_Exercise directions_
Among the entries below, only the lines starting at the one with "Query: blue backpack strap" and ending at the one with "form [671, 879].", both included, are to be printed exactly.

Collection entries
· · ·

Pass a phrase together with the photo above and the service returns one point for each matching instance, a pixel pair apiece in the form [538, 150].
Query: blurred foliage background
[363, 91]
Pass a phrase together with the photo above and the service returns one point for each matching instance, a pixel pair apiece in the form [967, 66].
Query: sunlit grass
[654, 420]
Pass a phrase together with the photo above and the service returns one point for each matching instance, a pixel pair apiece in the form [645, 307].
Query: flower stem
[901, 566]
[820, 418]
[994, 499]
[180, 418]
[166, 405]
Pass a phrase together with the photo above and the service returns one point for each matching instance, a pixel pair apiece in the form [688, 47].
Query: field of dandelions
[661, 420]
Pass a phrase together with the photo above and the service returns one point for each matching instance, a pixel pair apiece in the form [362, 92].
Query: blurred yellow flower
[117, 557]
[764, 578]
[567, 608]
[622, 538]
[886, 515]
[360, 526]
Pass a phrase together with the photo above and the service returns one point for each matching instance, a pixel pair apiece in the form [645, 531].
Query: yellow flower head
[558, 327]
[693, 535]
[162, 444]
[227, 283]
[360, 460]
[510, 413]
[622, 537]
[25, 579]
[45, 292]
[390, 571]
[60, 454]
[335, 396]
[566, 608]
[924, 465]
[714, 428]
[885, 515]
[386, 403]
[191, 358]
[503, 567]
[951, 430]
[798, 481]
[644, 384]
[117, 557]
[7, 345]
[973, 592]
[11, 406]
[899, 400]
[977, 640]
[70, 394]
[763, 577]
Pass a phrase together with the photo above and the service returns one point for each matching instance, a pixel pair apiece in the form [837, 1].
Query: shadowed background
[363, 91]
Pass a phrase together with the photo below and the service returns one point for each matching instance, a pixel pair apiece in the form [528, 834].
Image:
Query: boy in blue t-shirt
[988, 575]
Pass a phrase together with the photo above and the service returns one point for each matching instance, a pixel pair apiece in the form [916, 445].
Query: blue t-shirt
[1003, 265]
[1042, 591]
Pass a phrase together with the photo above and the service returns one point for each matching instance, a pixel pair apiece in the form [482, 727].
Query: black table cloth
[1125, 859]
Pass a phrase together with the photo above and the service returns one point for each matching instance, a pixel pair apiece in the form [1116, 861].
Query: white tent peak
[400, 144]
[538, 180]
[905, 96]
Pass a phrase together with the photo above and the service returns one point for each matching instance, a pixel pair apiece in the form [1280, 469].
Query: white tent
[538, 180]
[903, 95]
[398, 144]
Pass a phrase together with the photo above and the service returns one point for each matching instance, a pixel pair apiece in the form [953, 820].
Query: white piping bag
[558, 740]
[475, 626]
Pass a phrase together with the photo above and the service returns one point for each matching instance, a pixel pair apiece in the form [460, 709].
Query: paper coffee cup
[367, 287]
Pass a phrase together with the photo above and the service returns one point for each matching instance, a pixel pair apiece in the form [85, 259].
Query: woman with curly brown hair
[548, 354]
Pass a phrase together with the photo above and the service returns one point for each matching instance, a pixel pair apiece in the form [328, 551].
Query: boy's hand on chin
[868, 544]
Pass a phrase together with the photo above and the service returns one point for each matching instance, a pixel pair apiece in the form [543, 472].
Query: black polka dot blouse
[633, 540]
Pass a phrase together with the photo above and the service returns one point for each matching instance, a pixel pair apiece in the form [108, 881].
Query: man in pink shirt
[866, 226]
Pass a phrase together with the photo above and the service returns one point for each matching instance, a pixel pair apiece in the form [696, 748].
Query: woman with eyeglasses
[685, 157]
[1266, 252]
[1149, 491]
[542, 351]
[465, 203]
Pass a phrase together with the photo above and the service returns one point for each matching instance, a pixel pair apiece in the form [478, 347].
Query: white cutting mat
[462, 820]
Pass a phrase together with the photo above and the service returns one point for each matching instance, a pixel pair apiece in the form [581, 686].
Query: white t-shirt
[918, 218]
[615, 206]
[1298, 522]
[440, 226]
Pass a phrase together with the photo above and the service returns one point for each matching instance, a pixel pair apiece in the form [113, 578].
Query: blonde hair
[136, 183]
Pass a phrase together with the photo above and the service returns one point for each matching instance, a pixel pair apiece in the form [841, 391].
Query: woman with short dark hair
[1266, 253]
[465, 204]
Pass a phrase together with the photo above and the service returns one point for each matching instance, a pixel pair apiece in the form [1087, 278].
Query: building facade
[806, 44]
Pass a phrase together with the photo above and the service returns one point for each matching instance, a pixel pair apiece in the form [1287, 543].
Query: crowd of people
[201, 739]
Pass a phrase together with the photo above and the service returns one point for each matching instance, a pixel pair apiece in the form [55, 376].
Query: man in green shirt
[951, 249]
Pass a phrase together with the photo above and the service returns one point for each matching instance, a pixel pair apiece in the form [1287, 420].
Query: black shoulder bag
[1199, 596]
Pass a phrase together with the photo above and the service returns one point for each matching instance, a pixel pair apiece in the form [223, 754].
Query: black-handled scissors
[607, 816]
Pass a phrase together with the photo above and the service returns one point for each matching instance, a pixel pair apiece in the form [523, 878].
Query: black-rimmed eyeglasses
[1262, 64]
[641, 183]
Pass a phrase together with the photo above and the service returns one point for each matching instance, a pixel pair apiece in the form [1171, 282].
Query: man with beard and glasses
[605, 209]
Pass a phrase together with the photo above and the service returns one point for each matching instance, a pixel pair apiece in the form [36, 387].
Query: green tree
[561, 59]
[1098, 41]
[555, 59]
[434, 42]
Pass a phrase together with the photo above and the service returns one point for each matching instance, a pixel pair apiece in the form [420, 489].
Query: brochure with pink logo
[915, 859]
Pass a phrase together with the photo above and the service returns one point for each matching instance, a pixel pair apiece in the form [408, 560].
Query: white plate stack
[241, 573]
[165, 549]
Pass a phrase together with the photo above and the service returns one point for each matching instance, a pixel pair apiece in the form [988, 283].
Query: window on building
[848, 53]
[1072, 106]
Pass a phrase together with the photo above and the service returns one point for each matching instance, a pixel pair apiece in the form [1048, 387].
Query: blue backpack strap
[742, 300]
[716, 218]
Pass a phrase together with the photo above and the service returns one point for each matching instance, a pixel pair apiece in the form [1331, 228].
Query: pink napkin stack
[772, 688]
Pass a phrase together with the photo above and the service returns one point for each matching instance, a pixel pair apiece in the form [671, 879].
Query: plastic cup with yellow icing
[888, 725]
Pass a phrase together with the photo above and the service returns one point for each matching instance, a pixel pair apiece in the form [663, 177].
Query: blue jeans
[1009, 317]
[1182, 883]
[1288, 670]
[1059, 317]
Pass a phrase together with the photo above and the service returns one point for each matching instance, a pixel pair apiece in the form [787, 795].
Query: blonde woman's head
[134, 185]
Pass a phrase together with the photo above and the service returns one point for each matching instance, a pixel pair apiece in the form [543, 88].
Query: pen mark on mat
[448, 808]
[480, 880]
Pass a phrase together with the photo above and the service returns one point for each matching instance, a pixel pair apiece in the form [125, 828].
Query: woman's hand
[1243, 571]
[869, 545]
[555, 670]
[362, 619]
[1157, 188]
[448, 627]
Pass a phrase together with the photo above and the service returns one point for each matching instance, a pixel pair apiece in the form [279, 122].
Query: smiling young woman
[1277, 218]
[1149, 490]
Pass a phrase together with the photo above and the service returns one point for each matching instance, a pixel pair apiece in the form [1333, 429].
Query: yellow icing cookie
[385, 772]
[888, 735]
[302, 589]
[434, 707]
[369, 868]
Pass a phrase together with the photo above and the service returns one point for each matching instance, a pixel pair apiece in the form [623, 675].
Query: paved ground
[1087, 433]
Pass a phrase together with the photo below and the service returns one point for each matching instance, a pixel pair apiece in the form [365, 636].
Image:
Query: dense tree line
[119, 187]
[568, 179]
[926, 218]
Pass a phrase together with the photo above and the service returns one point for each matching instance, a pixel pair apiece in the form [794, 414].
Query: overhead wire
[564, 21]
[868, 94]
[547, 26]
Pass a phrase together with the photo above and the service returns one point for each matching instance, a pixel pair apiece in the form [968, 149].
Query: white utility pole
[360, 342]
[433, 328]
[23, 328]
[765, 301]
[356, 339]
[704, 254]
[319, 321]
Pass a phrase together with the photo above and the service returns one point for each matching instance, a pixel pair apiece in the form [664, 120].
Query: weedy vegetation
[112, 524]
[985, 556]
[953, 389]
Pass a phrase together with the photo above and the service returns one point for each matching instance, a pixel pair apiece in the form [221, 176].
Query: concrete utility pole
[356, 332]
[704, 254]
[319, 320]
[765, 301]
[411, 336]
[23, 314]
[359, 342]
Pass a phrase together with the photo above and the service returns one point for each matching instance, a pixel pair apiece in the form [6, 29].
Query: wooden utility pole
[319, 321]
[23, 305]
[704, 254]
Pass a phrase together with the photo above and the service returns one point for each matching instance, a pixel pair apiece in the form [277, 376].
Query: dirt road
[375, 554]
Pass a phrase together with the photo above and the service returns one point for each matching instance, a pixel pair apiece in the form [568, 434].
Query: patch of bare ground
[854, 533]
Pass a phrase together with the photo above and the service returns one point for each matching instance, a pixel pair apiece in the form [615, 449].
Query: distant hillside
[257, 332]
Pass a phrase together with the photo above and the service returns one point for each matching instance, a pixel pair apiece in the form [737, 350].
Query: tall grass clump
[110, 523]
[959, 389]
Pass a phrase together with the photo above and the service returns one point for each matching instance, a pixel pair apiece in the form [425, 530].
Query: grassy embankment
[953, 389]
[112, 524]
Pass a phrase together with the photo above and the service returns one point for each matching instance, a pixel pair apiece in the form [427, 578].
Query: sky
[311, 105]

· · ·

_Your response_
Query: blue backpack strap
[742, 300]
[716, 218]
Pass a phrase together with the photo above and the service returns one point for each matching instance, a pixel pair apiece in the form [1331, 228].
Query: pink napkin stack
[772, 688]
Pass a phrase together with the photo above and the service returns one point for each matching instance, a pixel pair apiece in the form [671, 879].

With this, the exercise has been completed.